PROBLEM DESCRIPTION: Edit the data below by replacing "parsley stem" with "parsley sprig" and leaving everything else unchanged.

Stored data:
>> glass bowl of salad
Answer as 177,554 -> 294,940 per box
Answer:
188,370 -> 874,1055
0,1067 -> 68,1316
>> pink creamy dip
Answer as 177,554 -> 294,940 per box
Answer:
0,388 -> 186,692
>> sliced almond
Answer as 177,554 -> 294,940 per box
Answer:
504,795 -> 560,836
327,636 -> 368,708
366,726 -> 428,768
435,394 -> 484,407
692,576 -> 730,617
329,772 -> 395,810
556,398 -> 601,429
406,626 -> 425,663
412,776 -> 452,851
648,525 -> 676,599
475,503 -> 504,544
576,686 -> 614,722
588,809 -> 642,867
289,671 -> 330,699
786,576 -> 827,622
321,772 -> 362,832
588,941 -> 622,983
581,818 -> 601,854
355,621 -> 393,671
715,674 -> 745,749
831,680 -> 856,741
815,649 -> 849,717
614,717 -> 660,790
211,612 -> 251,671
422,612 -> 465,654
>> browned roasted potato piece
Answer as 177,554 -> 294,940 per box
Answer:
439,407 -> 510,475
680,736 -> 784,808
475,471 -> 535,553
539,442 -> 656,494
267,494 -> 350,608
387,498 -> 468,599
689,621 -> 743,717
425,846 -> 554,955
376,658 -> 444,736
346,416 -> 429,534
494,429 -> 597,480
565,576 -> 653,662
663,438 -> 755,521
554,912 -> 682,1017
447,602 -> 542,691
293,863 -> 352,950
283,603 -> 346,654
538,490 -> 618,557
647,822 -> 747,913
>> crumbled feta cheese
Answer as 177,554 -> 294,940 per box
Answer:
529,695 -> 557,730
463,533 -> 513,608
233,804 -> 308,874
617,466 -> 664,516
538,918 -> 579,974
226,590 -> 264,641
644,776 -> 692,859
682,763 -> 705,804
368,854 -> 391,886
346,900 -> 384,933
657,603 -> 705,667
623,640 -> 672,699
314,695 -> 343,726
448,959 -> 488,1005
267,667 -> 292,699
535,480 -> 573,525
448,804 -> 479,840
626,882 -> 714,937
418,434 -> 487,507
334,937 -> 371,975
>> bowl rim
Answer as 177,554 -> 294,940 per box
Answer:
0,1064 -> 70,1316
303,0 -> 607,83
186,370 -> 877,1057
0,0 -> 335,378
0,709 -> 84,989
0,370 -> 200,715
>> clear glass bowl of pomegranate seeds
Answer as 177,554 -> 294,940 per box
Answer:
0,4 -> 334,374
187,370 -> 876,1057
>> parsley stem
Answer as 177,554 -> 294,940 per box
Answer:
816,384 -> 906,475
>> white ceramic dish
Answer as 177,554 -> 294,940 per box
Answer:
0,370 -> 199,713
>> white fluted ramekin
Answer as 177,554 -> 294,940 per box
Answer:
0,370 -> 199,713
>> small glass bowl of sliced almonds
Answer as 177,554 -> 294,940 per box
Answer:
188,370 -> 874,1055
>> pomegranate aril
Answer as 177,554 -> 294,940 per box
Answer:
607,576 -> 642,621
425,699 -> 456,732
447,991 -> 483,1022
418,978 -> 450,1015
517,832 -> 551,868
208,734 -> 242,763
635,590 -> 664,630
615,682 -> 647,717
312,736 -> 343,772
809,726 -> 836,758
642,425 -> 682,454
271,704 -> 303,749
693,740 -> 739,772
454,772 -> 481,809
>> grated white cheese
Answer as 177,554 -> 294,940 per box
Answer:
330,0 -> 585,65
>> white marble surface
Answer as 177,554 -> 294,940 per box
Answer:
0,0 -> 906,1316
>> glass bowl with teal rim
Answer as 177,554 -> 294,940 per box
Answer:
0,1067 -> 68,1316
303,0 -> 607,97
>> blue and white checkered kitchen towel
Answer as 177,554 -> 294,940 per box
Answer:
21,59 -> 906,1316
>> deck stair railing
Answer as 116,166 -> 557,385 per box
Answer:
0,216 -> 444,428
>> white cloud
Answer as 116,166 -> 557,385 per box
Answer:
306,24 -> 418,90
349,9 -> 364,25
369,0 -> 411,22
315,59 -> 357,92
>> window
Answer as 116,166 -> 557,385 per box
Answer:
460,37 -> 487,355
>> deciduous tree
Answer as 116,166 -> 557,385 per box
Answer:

EXERCISE RESPONSE:
>> glass bowl of salad
Answer as 177,554 -> 294,940 per box
Answer:
188,370 -> 874,1055
0,1067 -> 68,1316
>> pink creamy dip
Answer as 177,554 -> 294,940 per box
Answer:
0,388 -> 186,692
>> sliced almond
Answer as 177,554 -> 294,940 per box
Answer:
504,795 -> 560,836
327,636 -> 368,708
366,726 -> 428,768
435,394 -> 484,407
692,576 -> 730,617
329,772 -> 395,810
556,398 -> 601,429
406,626 -> 425,663
412,776 -> 452,851
648,525 -> 676,599
475,503 -> 504,544
576,686 -> 614,722
588,809 -> 642,867
289,671 -> 330,699
786,576 -> 827,622
321,772 -> 362,832
588,941 -> 622,983
581,818 -> 601,854
355,621 -> 393,671
715,674 -> 745,749
831,680 -> 856,741
815,649 -> 849,717
614,717 -> 660,790
211,612 -> 251,671
422,612 -> 465,654
>> browned roasted potato piece
Answer as 177,554 -> 294,940 per box
Answer:
439,407 -> 510,475
680,736 -> 784,808
475,471 -> 535,553
539,442 -> 656,494
267,494 -> 350,608
387,498 -> 468,599
689,621 -> 743,717
425,846 -> 554,955
376,658 -> 444,736
346,416 -> 429,534
494,429 -> 597,480
565,576 -> 653,662
663,438 -> 755,521
554,912 -> 682,1017
447,602 -> 542,691
293,863 -> 352,950
283,603 -> 346,654
538,490 -> 618,557
647,822 -> 747,913
>> crumbled feta cheese
Answer as 177,554 -> 294,940 per box
Answer:
529,695 -> 557,730
463,533 -> 513,608
233,804 -> 308,874
617,466 -> 664,516
538,918 -> 579,974
226,590 -> 264,641
644,776 -> 692,859
682,763 -> 705,804
368,854 -> 391,886
346,900 -> 384,933
657,603 -> 705,667
623,640 -> 672,699
314,695 -> 343,726
448,959 -> 488,1005
267,667 -> 292,699
535,480 -> 573,525
448,804 -> 479,840
626,882 -> 714,937
418,434 -> 487,507
334,937 -> 371,975
>> bowl rim
Answer as 177,554 -> 294,940 per box
Answer:
0,1064 -> 70,1316
303,0 -> 607,83
186,370 -> 877,1057
0,0 -> 335,378
0,709 -> 84,989
0,370 -> 200,715
>> clear glass bowl of pomegranate seeds
Answer as 177,554 -> 294,940 per box
Answer:
0,4 -> 334,374
187,370 -> 876,1057
>> parsley sprig
Answer as 177,554 -> 294,940 per box
Answer:
816,384 -> 906,475
>> white ceramic dish
Answer as 177,554 -> 294,940 per box
Answer:
0,370 -> 199,713
>> white fluted ramekin
Answer as 177,554 -> 294,940 per box
Answer:
0,370 -> 199,713
>> small glass bowl of sliced almonds
Answer as 177,554 -> 294,940 per box
Answer:
188,370 -> 874,1055
>> pomegranate aril
Answer as 177,554 -> 294,940 per box
Answer:
607,576 -> 642,621
425,699 -> 456,732
447,991 -> 483,1022
418,978 -> 450,1015
517,832 -> 551,868
208,734 -> 242,763
635,590 -> 664,630
615,682 -> 647,717
312,736 -> 343,772
809,726 -> 836,758
642,425 -> 682,454
271,704 -> 303,749
693,740 -> 739,772
454,772 -> 481,809
>> grated white cheese
Answer as 177,554 -> 294,940 per box
Answer:
330,0 -> 585,65
>> white marble surface
Answer as 177,554 -> 294,940 per box
Answer:
0,0 -> 906,1316
>> glass bowl with teal rim
Answer as 177,554 -> 294,940 per box
Answer:
0,1067 -> 68,1316
303,0 -> 607,97
>> blue and white checkered kitchen towel
Answer as 177,554 -> 294,940 per box
Answer:
21,59 -> 906,1316
>> deck stair railing
Answer as 116,166 -> 557,385 per box
Answer:
0,216 -> 444,428
>> white cloud
Answer as 116,166 -> 557,385 per box
Answer:
306,24 -> 418,90
349,9 -> 364,25
369,0 -> 411,22
315,59 -> 357,92
>> window
Answer as 116,166 -> 557,385 per box
Answer:
460,37 -> 487,355
>> deciduous tree
Answer as 116,166 -> 557,385 per box
Answer:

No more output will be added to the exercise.